-- Supplied information start --
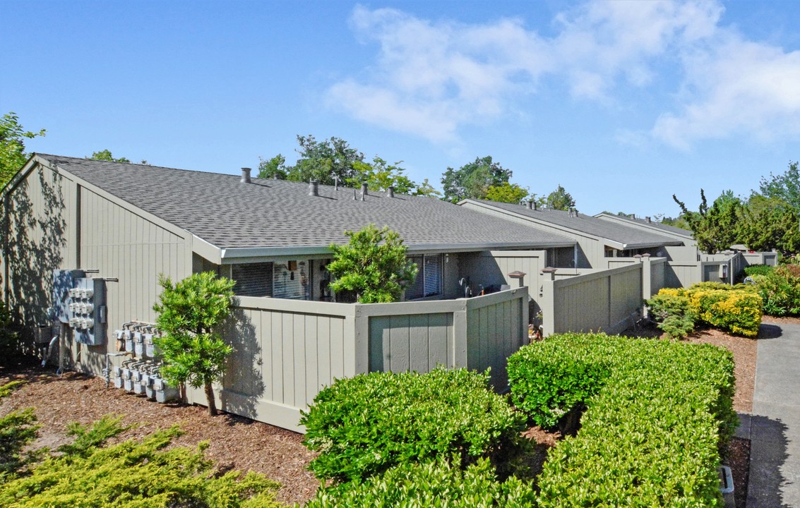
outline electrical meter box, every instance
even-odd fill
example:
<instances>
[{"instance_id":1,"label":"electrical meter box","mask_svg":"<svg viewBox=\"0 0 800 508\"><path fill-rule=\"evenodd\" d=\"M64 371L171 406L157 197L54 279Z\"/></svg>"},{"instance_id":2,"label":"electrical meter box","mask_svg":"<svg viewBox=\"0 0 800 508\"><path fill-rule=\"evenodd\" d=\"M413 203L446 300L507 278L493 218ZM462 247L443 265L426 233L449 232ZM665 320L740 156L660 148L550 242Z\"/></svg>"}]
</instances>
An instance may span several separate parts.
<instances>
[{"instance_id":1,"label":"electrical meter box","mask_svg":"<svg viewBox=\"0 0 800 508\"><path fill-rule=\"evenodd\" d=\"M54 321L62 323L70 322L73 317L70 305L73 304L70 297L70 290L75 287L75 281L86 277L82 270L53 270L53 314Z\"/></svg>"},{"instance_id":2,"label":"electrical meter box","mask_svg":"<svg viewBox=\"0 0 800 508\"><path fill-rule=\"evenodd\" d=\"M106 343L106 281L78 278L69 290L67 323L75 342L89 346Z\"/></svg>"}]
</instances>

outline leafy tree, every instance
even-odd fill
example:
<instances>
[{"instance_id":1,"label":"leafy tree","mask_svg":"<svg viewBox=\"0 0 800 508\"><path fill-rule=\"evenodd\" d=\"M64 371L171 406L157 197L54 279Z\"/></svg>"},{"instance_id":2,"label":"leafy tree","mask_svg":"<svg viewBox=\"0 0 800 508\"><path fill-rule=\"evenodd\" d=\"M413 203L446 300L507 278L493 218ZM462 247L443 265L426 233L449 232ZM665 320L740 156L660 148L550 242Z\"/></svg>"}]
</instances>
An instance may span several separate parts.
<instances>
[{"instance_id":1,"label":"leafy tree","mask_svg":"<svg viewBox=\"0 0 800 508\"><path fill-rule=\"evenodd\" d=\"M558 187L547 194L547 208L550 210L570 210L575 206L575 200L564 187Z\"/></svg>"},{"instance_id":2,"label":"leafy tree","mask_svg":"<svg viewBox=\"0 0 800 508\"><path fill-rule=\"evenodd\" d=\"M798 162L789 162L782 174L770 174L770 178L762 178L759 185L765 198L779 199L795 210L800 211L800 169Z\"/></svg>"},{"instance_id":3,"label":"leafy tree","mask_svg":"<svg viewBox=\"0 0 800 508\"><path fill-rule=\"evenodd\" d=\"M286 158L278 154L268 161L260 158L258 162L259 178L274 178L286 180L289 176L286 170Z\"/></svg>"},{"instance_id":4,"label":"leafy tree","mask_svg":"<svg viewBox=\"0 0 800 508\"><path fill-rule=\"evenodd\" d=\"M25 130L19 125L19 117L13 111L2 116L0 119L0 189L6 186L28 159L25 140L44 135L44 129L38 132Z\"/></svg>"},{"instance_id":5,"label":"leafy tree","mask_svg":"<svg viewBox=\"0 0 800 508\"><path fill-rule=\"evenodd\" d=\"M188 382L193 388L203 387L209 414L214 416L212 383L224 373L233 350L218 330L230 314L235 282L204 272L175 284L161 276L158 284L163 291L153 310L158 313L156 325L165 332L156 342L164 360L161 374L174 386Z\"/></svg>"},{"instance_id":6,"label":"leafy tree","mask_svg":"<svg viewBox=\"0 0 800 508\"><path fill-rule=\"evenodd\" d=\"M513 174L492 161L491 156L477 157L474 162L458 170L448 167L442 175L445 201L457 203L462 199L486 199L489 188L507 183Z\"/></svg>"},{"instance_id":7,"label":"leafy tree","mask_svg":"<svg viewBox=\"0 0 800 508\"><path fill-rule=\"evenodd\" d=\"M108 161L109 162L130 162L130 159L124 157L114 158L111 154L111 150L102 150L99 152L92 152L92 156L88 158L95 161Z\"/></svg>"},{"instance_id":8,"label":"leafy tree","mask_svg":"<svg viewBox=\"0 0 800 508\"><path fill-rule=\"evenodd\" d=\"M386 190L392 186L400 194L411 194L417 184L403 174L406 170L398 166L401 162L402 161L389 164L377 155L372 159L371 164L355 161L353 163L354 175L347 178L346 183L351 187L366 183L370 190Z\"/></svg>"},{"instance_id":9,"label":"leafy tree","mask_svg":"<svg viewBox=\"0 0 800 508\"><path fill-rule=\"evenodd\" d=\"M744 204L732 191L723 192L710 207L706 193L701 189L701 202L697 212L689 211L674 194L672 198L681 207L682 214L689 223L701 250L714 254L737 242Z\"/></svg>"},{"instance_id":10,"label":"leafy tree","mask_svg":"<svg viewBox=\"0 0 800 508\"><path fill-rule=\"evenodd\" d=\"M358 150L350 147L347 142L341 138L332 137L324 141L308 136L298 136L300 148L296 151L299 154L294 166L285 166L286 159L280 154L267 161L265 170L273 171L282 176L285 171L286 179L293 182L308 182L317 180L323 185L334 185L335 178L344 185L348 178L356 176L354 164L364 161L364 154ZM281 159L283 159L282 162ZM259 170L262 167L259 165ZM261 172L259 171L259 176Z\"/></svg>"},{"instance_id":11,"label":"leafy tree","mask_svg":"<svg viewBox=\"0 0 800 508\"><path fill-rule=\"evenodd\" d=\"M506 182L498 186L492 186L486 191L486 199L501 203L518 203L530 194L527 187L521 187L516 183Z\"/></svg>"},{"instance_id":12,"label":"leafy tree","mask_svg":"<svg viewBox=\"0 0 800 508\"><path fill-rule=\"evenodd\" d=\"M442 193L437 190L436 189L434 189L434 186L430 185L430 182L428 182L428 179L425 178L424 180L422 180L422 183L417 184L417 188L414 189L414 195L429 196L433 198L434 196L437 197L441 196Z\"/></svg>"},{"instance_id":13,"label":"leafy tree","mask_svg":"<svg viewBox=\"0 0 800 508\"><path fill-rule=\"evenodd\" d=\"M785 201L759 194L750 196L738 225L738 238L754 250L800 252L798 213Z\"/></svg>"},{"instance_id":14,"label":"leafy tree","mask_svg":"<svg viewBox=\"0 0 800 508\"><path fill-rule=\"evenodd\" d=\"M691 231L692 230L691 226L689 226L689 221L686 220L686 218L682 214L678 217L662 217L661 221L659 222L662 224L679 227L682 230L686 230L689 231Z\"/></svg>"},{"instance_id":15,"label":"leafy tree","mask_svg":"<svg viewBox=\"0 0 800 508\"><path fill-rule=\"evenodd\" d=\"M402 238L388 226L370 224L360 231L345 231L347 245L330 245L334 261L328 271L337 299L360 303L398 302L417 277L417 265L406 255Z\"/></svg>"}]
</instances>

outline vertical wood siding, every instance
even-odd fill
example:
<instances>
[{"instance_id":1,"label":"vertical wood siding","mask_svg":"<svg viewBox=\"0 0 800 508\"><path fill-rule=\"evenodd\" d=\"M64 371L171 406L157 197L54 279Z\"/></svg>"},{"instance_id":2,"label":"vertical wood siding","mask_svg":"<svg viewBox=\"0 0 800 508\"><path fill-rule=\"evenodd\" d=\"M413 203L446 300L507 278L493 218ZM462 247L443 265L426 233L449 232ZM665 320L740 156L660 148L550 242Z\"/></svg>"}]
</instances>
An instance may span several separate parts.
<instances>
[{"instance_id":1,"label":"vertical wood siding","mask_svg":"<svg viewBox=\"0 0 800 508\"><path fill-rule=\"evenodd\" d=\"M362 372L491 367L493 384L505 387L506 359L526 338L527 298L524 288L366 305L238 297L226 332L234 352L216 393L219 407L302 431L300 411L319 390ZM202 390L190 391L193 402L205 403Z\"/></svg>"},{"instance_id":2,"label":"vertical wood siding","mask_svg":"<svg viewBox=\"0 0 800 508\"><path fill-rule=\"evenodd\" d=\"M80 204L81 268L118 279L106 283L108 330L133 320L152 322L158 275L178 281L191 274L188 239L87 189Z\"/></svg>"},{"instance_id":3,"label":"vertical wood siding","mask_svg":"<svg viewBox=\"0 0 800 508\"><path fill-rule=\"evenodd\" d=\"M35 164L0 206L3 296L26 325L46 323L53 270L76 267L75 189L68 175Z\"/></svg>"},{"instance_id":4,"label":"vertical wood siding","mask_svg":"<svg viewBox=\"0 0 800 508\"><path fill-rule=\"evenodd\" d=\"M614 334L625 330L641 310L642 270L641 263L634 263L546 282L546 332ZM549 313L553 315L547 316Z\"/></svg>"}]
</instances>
-- Supplied information end --
**Description of the task:** From the line containing "outline vertical wood siding, every instance" through the final line of the listing above, retype every line exactly; leave out everything else.

**Reply to the task:**
outline vertical wood siding, every instance
even-odd fill
example:
<instances>
[{"instance_id":1,"label":"vertical wood siding","mask_svg":"<svg viewBox=\"0 0 800 508\"><path fill-rule=\"evenodd\" d=\"M64 371L171 406L157 197L54 279Z\"/></svg>"},{"instance_id":2,"label":"vertical wood siding","mask_svg":"<svg viewBox=\"0 0 800 508\"><path fill-rule=\"evenodd\" d=\"M413 203L446 300L507 278L493 218ZM462 247L443 265L426 233L449 232ZM665 320L740 156L660 148L550 242Z\"/></svg>"}]
</instances>
An instance may span several separate parts.
<instances>
[{"instance_id":1,"label":"vertical wood siding","mask_svg":"<svg viewBox=\"0 0 800 508\"><path fill-rule=\"evenodd\" d=\"M362 372L491 367L493 384L505 387L506 359L526 338L527 298L524 288L366 305L238 297L226 332L234 352L216 393L219 407L302 431L300 411L319 390ZM202 390L190 391L193 402L205 403Z\"/></svg>"},{"instance_id":2,"label":"vertical wood siding","mask_svg":"<svg viewBox=\"0 0 800 508\"><path fill-rule=\"evenodd\" d=\"M80 204L81 268L118 279L106 283L108 330L133 320L152 322L158 275L178 281L191 274L188 239L87 189Z\"/></svg>"},{"instance_id":3,"label":"vertical wood siding","mask_svg":"<svg viewBox=\"0 0 800 508\"><path fill-rule=\"evenodd\" d=\"M35 164L0 206L3 296L26 325L46 323L53 270L76 267L75 189L68 175Z\"/></svg>"},{"instance_id":4,"label":"vertical wood siding","mask_svg":"<svg viewBox=\"0 0 800 508\"><path fill-rule=\"evenodd\" d=\"M614 334L625 330L641 310L642 270L641 263L634 263L546 282L546 332ZM549 313L553 315L547 316Z\"/></svg>"}]
</instances>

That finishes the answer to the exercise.